• Extrait cité:
........
C’est ainsi le cas du théâtre européen, notamment français, qui intéresse rapidement les Iraniens.
La première salle de spectacle iranienne à l’européenne ouvre ses portes à l’Ecole Dâr-ol-Fonoun, fondée en 1889. Le programme de cette école comprend alors l’enseignement du français, tenu pour la langue la plus riche parmi les autres langues enseignées dans cette école. ةtant donné l’importance des cours de français, les traducteurs iraniens accordaient une attention particulière aux œuvres littéraires françaises, en particulier aux pièces de Molière. La première pièce française traduite en persan est le Misanthrope [1], qui contribue à faire connaître aux Iraniens, Molière et ses pièces. Il est à noter que cette traduction, réalisée par Mirzâ Habib Esfahâni, est plutôt une adaptation de cette pièce de Molière : par exemple, les noms des personnages ont été changés en des noms iraniens, mais Mirzâ Habib Esfahâni reste fidèle au rythme, qui était en vers, et a permis ainsi de faire connaître Molière en Iran. Le médecin malgré lui est également traduit peu après. [2] En outre, Le Misanthrope est la première pièce ayant fait l’objet d’une représentation dans la salle de spectacle du Dâr-ol-Fonoun par une troupe européenne résidant à Téhéran. A partir de ces représentations, l’intérêt des Iraniens pour le théâtre tend à se développer, et ce tant pour sa dimension technique que pour son fond éducatif transmis au travers de représentations comiques. En général, les pièces de Molière sont parlantes pour les Iraniens, car ils se reconnaissent dans les intrigues, les personnages et les situations abordées. Le roi qâdjâr Nâssereddin Shâh, qui avait assisté à des représentations en Europe, décide de soutenir le développement du théâtre en Iran et ordonne la construction d’une salle de représentation d’une capacité de 20 000 places - la plus grande salle de théâtre jamais construite en Iran - sous le nom de Tekkyeh Dowlat. Mais certains religieux protestent, arguant que le théâtre européen ne respecte pas les préceptes islamiques, suite à cela la salle devient une scène de théâtre où sont uniquement présentés des spectacles à caractère religieux. Cependant, l’essor du théâtre continue, au point que les rois qâdjârs ont souvent des troupes de théâtre et des salles dans leur palais. Finalement, après des pourparlers, Nâssereddin Shâh réussit à consacrer une salle du Dâr-ol-Fonoun au théâtre, qui est la première salle de théâtre à l’européenne en Iran.
La première troupe donnant des représentations publiques en plein air se nomme Sherkat-e Farhang (La compagnie de la culture). Cette troupe engagée politiquement dans le contexte des prémisses de la Révolution constitutionnelle brave les interdits et monte des pièces très critiques à l’égard du roi despote Mohammad Ali Shâh. Le but de ces représentations, qui coïncident avec la fuite de ce roi, est de représenter une partie de la guerre d’Azerbaïdjan, la vie et les idées de Mohammad Ali Shâh, ainsi que d’initier le public aux idées politiques. Les activistes politiques de cette époque estiment que ces spectacles méritent une grande considération, de par le poids pédagogique et critique qu’ils ont auprès du public.
........
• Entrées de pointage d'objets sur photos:
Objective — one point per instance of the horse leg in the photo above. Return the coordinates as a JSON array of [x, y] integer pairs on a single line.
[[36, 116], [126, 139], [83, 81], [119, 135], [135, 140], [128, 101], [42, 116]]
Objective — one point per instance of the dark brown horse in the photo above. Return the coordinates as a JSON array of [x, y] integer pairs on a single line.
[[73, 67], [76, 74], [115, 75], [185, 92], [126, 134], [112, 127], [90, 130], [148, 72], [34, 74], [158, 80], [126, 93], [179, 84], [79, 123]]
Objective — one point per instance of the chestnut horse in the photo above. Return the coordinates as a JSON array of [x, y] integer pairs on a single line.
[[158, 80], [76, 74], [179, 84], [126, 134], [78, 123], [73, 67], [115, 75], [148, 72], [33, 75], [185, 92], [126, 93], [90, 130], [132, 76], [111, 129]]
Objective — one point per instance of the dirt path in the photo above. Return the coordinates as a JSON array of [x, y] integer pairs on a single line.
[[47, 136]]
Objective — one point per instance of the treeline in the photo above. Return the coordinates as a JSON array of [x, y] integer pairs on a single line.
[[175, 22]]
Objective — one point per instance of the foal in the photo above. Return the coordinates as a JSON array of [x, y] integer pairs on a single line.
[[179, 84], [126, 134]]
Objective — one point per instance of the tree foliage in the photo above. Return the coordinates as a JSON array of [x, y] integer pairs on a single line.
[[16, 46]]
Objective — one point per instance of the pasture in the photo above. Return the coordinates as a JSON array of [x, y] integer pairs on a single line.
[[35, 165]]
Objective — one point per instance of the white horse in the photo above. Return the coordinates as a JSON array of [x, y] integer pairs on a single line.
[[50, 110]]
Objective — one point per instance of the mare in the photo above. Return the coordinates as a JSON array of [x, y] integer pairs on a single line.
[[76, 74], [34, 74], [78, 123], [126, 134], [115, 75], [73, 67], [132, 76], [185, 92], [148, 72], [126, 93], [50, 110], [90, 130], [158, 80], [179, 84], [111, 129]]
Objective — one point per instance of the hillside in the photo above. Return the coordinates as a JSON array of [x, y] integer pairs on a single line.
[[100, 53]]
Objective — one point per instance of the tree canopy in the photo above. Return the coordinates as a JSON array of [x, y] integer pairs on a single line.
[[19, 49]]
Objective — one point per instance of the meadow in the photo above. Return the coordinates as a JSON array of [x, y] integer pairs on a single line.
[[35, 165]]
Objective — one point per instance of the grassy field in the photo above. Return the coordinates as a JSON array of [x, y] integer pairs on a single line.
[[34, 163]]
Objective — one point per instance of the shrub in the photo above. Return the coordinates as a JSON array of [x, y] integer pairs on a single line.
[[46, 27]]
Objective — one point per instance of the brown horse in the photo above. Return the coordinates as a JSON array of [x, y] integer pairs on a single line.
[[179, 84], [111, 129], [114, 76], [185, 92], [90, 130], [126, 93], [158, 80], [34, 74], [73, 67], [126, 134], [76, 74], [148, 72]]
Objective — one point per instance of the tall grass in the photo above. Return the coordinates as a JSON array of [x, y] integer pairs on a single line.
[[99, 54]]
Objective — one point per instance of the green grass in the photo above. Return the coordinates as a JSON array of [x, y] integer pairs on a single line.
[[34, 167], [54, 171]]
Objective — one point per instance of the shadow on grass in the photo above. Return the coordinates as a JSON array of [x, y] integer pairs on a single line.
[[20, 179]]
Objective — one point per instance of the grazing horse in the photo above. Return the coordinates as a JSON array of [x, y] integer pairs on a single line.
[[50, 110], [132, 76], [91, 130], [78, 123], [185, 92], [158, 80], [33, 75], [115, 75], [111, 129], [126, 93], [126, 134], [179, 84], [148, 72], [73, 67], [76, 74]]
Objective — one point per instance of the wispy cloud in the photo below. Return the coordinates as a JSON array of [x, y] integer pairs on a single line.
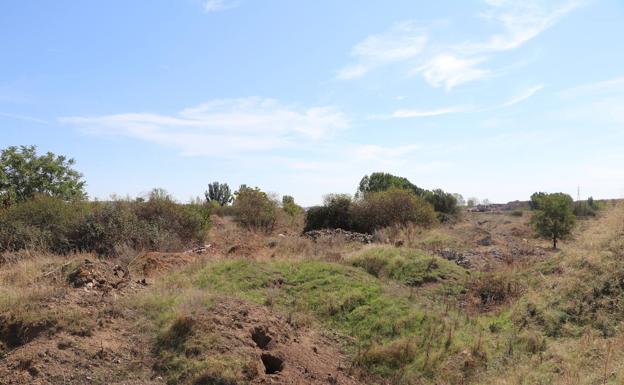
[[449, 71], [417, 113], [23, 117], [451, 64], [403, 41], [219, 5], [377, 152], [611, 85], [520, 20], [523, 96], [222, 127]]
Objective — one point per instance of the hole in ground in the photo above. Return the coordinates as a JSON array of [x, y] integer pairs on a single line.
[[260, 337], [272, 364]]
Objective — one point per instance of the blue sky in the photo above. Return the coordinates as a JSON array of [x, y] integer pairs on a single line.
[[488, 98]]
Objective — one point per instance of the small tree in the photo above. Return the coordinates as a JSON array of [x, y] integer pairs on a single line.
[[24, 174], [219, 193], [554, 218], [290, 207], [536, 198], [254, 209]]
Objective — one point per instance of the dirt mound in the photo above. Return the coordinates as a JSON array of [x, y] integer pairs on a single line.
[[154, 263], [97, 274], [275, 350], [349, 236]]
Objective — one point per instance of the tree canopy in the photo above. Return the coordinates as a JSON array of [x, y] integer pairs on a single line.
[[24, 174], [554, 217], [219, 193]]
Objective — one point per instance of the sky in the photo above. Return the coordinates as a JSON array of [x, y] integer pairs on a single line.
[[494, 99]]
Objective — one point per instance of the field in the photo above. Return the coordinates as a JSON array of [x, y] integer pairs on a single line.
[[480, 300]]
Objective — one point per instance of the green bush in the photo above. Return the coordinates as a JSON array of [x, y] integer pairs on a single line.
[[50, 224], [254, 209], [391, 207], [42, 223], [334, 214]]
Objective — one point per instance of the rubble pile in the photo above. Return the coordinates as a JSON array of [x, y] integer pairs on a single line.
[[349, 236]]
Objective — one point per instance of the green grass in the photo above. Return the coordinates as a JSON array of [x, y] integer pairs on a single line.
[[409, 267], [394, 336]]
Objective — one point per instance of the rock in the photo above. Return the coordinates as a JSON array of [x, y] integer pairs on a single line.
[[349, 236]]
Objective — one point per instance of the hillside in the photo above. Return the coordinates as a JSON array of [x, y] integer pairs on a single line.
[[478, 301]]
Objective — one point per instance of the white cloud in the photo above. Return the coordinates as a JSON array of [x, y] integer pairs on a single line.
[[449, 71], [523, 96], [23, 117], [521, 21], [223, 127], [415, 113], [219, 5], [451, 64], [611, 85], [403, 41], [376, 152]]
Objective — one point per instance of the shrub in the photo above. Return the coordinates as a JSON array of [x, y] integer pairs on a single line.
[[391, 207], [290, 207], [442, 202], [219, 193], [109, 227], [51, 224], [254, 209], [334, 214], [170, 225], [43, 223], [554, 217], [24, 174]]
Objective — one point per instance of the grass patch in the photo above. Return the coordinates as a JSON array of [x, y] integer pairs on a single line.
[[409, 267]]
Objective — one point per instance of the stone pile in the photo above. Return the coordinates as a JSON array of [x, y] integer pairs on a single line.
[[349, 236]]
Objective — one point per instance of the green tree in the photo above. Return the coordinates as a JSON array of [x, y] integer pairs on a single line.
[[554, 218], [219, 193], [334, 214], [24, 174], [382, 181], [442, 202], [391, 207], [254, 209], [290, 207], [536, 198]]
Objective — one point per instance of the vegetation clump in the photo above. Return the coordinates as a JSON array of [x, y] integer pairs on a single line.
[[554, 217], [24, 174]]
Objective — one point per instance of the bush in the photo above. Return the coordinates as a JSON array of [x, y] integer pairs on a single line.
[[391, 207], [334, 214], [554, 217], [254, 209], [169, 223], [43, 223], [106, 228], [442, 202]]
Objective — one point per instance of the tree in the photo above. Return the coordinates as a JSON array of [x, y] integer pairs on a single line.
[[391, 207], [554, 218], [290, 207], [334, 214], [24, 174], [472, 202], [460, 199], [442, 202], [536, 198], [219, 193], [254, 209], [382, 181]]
........
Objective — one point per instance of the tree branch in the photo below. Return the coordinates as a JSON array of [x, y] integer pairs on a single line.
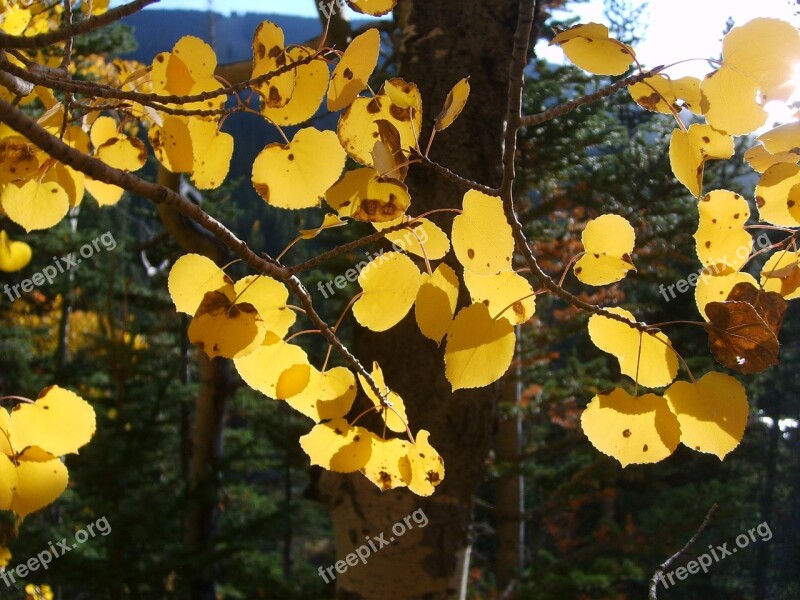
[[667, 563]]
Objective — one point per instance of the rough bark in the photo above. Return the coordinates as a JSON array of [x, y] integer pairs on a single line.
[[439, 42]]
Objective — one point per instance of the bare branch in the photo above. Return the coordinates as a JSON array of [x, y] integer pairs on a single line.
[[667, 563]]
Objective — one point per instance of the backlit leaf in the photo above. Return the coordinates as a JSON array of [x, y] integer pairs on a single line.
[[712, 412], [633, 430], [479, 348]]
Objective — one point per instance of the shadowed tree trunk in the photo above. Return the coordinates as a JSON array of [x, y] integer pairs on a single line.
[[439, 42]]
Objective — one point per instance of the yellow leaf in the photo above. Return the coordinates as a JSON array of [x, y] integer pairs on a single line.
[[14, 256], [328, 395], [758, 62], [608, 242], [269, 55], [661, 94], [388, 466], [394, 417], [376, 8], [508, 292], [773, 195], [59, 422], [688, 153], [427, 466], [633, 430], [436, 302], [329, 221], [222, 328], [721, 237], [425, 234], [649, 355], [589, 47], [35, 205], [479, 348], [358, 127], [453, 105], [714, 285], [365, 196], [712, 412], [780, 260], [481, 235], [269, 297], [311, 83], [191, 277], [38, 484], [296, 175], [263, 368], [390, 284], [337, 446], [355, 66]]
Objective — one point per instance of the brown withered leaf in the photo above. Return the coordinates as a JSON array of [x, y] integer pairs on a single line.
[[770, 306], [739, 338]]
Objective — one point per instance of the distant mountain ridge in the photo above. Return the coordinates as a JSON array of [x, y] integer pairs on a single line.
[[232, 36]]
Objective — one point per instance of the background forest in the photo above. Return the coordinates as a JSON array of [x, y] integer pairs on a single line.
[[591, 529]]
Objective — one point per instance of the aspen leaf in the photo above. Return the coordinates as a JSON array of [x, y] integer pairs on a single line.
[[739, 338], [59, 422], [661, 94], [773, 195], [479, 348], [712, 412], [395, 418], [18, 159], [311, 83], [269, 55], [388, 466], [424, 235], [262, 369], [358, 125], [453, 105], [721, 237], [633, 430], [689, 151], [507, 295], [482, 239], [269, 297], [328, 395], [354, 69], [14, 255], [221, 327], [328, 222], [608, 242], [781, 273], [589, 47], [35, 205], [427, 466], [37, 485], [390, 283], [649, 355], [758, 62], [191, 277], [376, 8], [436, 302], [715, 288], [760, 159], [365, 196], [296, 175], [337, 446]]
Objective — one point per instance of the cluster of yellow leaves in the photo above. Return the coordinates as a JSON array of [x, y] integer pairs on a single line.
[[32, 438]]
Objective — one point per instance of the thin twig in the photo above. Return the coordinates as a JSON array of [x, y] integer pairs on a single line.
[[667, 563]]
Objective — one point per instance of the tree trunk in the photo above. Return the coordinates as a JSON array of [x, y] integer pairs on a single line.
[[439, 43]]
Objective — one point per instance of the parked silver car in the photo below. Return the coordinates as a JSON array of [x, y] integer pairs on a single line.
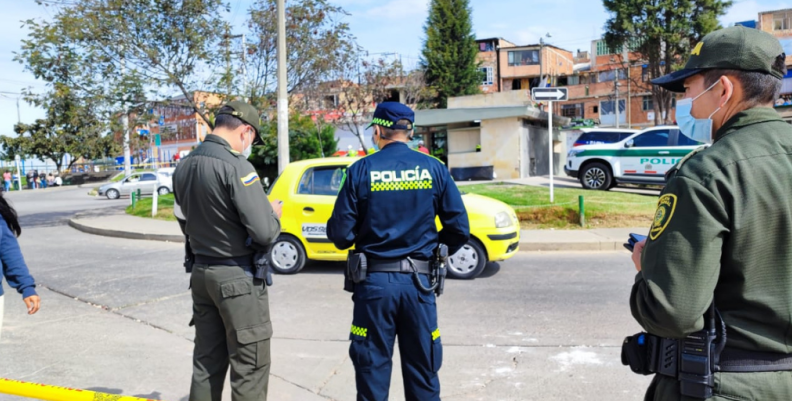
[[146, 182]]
........
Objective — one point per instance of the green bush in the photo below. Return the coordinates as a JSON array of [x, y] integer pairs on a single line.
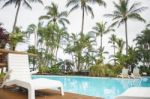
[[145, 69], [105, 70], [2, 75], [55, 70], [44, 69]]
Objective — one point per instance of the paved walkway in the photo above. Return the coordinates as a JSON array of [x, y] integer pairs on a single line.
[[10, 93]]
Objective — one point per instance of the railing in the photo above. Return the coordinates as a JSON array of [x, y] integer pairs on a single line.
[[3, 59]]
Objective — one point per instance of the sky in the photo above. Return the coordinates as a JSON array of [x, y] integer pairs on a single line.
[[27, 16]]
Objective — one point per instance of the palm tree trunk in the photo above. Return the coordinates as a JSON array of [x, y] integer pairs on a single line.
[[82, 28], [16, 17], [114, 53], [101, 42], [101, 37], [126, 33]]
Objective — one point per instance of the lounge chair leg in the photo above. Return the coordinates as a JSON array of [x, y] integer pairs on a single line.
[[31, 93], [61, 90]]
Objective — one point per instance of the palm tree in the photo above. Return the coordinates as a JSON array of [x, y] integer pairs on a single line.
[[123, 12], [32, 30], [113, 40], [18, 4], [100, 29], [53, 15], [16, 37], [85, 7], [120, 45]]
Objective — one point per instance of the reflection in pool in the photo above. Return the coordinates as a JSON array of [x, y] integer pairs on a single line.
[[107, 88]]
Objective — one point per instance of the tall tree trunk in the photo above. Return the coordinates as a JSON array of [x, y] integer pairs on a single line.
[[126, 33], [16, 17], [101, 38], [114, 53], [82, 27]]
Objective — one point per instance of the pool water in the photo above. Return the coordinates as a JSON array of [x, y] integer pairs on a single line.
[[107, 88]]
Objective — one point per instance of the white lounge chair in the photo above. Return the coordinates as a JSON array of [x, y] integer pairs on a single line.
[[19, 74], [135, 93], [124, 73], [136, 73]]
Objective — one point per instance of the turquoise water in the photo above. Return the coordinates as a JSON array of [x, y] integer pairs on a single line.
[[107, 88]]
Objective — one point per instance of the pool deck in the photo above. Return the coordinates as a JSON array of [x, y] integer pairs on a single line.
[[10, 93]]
........
• Objectif: Pourriez-vous poursuivre l'extrait sur les débuts du théâtre à l'européenne en Iran, en reprenant juste après sa dernière phrase ?

• Réponse:
En 1910, une maison d’édition, Farous, ouvre ses portes et publie de nombreuses pièces de théâtre. Une salle de spectacle baptisée « Le théâtre national » d’une capacité de plus de 25 places est inaugurée au second étage de cette imprimerie en 1905. Les pièces représentées au Théâtre national chaque quinzaine sont jouées uniquement par des hommes qui tiennent également les rôles féminins. La majorité des pièces représentées sont celles de Molière, et la première pièce représentée est Le Revizor de Gogol. Cette pièce mettant en scène la corruption sociale et économique, à l’époque prédominante en Iran, rencontre un succès important. Le Théâtre national ferme ses portes en 1915 suite au décès de son directeur Mohaghegh-od-Dowleh après dix ans d’activité.
Après la fermeture du théâtre national, c’est au tour de la Comédie iranienne (Comedi-ye Irân) d’apparaître sur la scène théâtrale iranienne en 1915. Le vendredi, les gens sont invités à assister gratuitement aux représentations. Cependant, le succès de ce théâtre demeure mitigé. Pour remédier à cet état de fait, dorénavant, les femmes sont également autorisées à entrer sur la scène théâtrale en tant qu’actrices. Parmi ces premières actrices, citons Sârâ Yahoudi et Melouk Hosseyni. Le matériel de régie est alors importé d’Europe.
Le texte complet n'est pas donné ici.